Let's move this to SkSRGB.h.  I think the int->float version can call this.

[raftias, 2016/10/27 18:39:38]

Removed function entirely. Will consider this if/when we add back in SRGB as
non-parametric.

+    // Non-linear segment of sRGB curve approximated by
+    // l = 0.0025 + 0.6975x^2 + 0.3x^3
+    const SkNx<N,float> k0 = 0.0025f,
+                        k2 = 0.6975f,
+                        k3 = 0.3000f;
+    auto hi = x*x*(x*k3 + k2) + k0;
+
+    // Linear segment of sRGB curve: the normal slope, extended a little further than normal.
+    auto lo = x * (1.f/12.92f);
+
+    return (x < (14.025f / 255.f)).thenElse(lo, hi);
+}
+
+
+class SkColorSpaceXform_A2B::ApplyGammaSRGB : public SkColorSpaceXform_A2B::ProcessingElement {
+public:
+    void apply(Sk4f* rSrc, Sk4f* gSrc, Sk4f* bSrc, int len) override {
+        while (len > 0) {
+            *rSrc = sk_linear_from_float_srgb_math(*rSrc);
+            *gSrc = sk_linear_from_float_srgb_math(*gSrc);
+            *bSrc = sk_linear_from_float_srgb_math(*bSrc);
+            ++rSrc;
+            ++gSrc;
+            ++bSrc;
+            --len;
+        }
+    }
+    bool merge(ProcessingElement* other) override { return false; }
+    Type type() const override { return Type::kGamma; }
+};
+
+static inline Sk4f linear_from_2dot2(const Sk4f& x) {
+
+    // x^(141/64) = x^(2.20312) is a great approximation of the true value, x^(2.2).
+    auto x16 = x.rsqrt().rsqrt().rsqrt().rsqrt();   // x^(1/16) = x^(4/64);
+    auto x64 = x16.rsqrt().rsqrt();                 // x^(1/64)
+
+    // x^(35/16) = x^(2.1875) is an okay one as well and would be quicker:

[msarett, 2016/10/26 20:43:29]

Please remove this comment.  It's not a bad point, but it can be a bit confusing
on code reviews when code is moved and subtle changes are added.

-.-.-

Set exercise 1: Could you write out, verbatim, the part of the records that opens with their first line and closes with the line containing "point(339, 61)", including both of those lines?
The records have no connection to the code review thread.

-.-.-

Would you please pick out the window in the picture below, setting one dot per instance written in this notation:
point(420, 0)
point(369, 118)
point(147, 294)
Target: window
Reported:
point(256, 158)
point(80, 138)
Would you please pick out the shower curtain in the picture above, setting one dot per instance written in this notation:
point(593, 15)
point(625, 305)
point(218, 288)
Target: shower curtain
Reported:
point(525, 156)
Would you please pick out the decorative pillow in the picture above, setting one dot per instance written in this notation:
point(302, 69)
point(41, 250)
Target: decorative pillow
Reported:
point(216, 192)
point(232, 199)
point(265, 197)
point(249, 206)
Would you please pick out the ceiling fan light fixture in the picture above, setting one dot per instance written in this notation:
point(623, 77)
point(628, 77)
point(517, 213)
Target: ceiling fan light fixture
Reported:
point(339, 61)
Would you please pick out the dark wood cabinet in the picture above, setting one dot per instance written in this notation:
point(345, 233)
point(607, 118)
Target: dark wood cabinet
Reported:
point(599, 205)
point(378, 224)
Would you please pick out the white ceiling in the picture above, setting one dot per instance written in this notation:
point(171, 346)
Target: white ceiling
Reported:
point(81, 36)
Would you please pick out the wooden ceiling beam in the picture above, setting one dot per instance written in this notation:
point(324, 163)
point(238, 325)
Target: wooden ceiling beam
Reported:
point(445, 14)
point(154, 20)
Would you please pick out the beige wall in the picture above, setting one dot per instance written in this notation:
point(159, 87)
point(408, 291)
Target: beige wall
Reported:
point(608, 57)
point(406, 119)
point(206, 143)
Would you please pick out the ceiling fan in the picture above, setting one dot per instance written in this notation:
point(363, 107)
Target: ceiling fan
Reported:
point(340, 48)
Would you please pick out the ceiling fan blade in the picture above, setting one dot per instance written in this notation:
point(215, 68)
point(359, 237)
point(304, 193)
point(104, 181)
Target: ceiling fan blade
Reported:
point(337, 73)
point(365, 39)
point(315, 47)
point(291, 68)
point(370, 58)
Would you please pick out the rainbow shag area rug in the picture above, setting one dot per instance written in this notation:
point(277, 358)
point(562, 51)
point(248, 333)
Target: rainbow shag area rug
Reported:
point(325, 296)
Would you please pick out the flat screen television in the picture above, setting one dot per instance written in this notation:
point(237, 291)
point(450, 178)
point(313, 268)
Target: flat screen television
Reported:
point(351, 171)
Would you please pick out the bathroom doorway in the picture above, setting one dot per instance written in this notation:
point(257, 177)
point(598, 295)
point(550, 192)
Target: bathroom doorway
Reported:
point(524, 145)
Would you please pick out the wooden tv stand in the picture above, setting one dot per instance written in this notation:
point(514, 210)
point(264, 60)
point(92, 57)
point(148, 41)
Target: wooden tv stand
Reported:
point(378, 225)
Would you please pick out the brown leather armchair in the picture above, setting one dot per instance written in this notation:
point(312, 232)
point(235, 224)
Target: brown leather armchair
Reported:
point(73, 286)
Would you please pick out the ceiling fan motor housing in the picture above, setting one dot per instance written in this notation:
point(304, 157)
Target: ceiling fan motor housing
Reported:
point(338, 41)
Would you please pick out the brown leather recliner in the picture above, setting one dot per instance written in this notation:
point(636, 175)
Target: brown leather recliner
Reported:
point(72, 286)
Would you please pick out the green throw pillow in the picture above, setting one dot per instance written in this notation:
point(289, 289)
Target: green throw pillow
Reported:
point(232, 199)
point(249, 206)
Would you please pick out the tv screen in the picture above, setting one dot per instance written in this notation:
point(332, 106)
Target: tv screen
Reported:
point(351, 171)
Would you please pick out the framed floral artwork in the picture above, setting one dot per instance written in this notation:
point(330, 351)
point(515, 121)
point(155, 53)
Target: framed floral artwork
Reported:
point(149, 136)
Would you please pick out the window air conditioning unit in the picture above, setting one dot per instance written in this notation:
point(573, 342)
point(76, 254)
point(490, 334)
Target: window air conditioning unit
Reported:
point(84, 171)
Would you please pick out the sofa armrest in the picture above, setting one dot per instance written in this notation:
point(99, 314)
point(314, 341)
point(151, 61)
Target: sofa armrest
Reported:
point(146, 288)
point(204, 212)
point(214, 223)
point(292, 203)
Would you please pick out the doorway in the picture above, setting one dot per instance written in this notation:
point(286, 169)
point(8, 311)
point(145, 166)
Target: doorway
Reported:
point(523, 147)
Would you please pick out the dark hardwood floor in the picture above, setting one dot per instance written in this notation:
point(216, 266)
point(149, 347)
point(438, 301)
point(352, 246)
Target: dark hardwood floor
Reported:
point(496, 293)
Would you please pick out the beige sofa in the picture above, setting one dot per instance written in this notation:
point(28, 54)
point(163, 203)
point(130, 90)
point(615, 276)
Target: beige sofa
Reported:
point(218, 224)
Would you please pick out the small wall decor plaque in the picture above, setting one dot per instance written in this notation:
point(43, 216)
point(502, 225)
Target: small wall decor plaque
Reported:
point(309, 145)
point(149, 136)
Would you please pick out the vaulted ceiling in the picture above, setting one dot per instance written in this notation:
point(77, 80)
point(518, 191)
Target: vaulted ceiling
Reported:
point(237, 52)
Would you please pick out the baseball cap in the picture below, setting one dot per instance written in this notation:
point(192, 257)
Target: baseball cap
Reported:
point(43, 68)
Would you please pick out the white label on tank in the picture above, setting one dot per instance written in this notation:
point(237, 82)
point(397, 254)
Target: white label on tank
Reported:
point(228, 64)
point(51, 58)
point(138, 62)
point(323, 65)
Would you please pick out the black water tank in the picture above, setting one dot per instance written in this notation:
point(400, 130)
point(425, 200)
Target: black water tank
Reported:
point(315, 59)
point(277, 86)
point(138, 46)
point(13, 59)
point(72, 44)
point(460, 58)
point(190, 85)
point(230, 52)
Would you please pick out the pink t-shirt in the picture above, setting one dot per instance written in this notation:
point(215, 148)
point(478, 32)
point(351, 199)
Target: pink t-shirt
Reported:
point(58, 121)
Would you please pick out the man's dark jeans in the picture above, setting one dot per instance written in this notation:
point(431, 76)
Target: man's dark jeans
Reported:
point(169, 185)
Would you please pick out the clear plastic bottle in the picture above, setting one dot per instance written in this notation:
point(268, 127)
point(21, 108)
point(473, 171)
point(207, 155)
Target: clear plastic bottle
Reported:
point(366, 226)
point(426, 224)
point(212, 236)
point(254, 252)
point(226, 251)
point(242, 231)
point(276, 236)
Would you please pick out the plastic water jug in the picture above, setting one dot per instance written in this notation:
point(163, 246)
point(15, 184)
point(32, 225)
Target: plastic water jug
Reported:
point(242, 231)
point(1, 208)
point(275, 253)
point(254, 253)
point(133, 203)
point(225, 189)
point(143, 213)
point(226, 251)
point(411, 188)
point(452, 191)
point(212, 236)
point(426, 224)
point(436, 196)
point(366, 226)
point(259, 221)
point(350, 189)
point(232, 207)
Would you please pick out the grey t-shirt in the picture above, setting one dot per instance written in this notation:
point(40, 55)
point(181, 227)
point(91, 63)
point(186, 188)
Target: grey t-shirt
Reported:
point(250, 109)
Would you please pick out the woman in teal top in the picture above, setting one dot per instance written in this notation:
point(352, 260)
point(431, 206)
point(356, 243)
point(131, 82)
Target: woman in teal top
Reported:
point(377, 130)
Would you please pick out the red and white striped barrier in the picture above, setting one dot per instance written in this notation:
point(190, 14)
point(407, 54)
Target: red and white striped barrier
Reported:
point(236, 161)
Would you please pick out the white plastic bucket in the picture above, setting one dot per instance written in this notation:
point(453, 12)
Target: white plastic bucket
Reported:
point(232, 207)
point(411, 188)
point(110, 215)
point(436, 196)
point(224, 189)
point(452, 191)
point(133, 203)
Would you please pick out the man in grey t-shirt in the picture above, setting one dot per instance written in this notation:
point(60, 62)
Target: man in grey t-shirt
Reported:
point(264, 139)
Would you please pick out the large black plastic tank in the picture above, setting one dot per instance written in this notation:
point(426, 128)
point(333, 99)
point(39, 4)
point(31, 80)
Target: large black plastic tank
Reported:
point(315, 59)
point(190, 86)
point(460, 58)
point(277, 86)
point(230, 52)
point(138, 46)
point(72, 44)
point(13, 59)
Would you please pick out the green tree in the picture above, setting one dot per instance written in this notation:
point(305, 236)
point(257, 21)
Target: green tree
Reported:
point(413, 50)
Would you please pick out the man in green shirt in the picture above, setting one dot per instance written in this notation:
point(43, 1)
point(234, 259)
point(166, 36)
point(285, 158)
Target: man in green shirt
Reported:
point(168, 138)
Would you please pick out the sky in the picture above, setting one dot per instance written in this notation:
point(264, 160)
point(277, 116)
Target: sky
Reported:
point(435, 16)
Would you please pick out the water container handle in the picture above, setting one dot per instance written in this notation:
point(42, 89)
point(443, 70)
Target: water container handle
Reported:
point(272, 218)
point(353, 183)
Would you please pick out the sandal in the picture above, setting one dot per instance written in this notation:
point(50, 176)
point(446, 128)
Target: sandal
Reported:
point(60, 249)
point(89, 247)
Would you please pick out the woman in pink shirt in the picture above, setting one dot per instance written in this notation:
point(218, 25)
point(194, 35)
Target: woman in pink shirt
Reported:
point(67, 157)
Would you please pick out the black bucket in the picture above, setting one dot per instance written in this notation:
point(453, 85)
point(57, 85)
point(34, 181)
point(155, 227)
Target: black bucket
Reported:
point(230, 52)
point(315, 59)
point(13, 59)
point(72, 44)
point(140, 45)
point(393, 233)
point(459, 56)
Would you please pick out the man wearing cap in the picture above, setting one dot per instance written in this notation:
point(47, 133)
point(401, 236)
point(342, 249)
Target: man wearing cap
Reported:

-.-.-

Set exercise 2: Would you reproduce, word for word, the part of the code review thread that opens with the words "Let's move this" and closes with "non-parametric."?

Complete response 1:
Would you please pick out the window in the picture below, setting one dot per instance written in this notation:
point(420, 0)
point(369, 118)
point(147, 294)
Target: window
Reported:
point(256, 158)
point(80, 138)
Would you please pick out the shower curtain in the picture above, setting one dot per instance written in this notation:
point(593, 15)
point(625, 305)
point(218, 288)
Target: shower curtain
Reported:
point(525, 156)
Would you please pick out the decorative pillow in the picture above, setting one dot per instance written in this notation:
point(302, 69)
point(41, 250)
Target: decorative pillow
Reported:
point(216, 192)
point(232, 199)
point(265, 197)
point(249, 206)
Would you please pick out the ceiling fan light fixture in the picture above, setting one dot per instance written in this notation:
point(623, 77)
point(628, 77)
point(517, 213)
Target: ceiling fan light fixture
Reported:
point(339, 61)

Complete response 2:
Let's move this to SkSRGB.h.  I think the int->float version can call this.

[raftias, 2016/10/27 18:39:38]

Removed function entirely. Will consider this if/when we add back in SRGB as
non-parametric.